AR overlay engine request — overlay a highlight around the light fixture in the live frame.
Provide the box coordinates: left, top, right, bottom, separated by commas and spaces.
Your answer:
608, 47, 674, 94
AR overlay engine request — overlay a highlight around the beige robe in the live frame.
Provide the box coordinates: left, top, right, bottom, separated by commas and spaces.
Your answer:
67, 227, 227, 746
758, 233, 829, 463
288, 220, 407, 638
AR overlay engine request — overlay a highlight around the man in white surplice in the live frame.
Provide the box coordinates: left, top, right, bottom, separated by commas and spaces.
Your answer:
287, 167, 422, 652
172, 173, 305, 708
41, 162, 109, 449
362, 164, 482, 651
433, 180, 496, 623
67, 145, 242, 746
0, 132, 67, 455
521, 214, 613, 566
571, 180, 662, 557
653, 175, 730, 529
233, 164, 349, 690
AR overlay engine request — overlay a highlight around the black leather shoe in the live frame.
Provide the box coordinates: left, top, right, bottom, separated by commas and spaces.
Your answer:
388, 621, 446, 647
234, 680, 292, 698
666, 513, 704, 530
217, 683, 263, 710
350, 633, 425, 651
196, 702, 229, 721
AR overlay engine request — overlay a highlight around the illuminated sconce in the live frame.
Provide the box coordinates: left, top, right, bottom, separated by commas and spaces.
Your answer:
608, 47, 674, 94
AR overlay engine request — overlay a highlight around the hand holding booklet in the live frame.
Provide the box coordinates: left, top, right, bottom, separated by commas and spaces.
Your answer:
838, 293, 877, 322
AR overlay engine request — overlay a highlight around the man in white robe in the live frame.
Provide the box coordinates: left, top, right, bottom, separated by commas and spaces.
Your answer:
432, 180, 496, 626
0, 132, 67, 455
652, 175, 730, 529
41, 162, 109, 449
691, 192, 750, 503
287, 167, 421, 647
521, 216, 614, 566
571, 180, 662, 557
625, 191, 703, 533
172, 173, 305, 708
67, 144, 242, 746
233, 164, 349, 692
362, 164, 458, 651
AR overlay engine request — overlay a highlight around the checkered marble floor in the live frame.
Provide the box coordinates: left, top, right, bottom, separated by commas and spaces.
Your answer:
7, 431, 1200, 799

========================================

Report every line of the records that contains the string "robe", matching case exactly.

→ **SOLUTION**:
AR overlay engine request — overlay a highlight around the beige robe in the live frame.
AR overlay engine request — overlay a highlight around the man in white robe in the live frame.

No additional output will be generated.